▸ Task instructions
In the passage about tree moss, where on a tree does the moss grow best?

Fairies weave tree moss at night.
I knew that when I was six.  I knew that fairy-folk knit threads of green felt into webs of tree moss, while I slept.  The fairies made lace and nests and cradle-swings and fastened them to trees.   Glittering, dew-covered, delicate, pale green…obviously these were created by the fairies, these were magic.
Some say that tree moss results from the damp and shady conditions found in coastal forests like those on the eastern shore of New Brunswick.  They claim moss requires dampness, a high level of moisture for the vascular system to survive and requires liquid to complete fertilisation.  Tree moss shows appreciation for wetness by growing best on the north side of tree trunks, the upper parts of branches and in the shadier crotches of trees.  That is what we think when we lose imagination. 
But when the sight of wobbly green draping from trees draws me back to childhood, I remember that this is where I found magic.  There is magic in maple blossoms, in the curve of an acorn, in the new green at the tips of conifers, in the mushroomed decay of stumps and in the spongy clumps of ground moss sprouting spring violets.  Children know what adults have forgotten.

▸ Provided material
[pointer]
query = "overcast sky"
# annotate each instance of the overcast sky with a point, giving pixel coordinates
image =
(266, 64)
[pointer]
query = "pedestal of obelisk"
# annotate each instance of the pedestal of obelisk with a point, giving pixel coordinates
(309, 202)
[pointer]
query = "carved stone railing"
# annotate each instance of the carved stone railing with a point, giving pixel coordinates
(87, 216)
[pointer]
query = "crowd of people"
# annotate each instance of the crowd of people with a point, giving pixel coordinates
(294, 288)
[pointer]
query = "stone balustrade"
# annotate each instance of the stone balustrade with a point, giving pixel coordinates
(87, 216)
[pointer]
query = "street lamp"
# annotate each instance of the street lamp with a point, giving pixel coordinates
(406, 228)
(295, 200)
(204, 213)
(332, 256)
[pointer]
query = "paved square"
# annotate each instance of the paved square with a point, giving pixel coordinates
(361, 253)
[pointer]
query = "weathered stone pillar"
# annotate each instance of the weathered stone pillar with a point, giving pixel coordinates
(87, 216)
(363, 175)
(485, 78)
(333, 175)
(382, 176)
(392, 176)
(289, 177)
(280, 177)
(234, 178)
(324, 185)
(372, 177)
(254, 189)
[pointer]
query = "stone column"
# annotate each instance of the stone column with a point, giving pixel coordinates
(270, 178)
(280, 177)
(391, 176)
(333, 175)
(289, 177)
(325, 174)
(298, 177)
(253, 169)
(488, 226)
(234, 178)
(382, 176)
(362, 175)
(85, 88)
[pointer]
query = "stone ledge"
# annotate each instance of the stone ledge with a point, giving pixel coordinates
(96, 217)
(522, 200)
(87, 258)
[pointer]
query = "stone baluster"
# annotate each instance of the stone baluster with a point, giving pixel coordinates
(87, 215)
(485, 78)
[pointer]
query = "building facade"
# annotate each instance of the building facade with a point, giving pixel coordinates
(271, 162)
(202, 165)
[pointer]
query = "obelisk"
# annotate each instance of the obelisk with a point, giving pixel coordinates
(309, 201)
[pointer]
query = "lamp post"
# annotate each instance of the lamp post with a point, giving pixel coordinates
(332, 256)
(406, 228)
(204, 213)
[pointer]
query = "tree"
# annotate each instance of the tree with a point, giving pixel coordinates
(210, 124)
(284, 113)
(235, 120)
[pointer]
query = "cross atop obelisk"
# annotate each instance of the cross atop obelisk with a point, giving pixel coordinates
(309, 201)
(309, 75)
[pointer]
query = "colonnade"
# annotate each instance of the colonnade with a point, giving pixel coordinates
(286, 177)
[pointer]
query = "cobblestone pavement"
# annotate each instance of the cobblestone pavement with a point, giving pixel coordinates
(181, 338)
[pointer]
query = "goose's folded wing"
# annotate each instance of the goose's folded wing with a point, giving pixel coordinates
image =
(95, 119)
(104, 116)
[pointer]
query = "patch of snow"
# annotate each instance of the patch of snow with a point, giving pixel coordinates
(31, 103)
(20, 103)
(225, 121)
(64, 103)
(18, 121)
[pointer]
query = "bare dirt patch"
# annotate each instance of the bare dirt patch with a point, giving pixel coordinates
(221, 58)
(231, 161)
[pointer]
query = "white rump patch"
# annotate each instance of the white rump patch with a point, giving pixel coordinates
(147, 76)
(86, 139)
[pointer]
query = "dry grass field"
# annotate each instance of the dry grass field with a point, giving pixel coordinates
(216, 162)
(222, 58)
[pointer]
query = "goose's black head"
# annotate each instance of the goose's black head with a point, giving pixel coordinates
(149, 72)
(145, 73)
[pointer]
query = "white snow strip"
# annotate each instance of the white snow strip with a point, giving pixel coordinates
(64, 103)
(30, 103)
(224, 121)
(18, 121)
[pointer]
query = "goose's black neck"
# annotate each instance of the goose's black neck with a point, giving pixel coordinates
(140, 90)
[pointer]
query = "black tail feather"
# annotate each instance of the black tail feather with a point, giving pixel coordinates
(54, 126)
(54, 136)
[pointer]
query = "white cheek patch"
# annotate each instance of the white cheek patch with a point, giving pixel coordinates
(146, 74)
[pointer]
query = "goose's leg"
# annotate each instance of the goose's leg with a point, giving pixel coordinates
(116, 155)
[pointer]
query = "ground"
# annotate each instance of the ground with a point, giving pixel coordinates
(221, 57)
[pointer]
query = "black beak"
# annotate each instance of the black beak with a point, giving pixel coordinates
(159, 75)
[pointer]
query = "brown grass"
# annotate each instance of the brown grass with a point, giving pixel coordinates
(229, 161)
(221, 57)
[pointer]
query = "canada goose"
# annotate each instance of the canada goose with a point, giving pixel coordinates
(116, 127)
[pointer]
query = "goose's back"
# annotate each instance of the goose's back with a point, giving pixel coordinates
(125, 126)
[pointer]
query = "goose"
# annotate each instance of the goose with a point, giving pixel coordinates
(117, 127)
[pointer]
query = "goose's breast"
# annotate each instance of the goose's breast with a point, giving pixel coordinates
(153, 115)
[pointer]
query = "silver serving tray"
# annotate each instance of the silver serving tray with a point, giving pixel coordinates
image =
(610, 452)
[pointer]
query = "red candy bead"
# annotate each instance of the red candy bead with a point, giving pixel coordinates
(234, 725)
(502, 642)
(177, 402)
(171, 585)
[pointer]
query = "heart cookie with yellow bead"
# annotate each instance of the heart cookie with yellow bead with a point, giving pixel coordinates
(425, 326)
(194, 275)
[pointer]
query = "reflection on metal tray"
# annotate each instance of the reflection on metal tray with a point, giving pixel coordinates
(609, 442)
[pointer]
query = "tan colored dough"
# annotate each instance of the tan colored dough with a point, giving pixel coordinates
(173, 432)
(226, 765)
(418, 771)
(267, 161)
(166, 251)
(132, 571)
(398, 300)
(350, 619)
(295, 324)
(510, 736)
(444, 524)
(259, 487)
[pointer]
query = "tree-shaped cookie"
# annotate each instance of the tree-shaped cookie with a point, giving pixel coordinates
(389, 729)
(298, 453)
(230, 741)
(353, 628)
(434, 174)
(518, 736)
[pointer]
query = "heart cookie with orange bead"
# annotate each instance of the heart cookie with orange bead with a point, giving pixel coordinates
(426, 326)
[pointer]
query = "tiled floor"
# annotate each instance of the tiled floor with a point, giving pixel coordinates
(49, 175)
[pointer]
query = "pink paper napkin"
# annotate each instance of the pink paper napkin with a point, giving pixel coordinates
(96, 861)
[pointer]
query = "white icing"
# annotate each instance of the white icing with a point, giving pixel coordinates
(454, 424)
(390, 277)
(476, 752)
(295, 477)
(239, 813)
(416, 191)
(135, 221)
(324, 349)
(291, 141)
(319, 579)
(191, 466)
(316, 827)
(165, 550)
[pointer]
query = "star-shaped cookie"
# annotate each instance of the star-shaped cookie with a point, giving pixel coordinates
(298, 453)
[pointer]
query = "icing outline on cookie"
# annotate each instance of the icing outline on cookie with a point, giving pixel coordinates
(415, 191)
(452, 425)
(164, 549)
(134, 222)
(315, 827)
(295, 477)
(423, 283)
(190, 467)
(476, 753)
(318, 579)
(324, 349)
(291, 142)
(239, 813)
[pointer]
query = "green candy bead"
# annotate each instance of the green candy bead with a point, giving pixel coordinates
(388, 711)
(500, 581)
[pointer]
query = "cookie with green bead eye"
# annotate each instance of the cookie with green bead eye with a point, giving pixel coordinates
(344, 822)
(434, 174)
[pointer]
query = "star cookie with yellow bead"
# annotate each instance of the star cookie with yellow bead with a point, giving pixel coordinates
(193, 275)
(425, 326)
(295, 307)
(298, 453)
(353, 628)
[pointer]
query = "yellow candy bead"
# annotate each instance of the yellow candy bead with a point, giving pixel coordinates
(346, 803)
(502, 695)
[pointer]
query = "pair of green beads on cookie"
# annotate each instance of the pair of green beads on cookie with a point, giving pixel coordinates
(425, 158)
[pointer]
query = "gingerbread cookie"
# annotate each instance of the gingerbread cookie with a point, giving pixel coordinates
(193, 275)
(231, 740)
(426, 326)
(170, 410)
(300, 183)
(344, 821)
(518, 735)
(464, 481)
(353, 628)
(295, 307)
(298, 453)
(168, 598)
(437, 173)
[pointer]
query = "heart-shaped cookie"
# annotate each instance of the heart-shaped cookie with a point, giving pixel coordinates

▸ Answer to the exercise
Tree moss grows best on the north side of tree trunks, on the upper parts of branches, and in the shadier crotches of trees.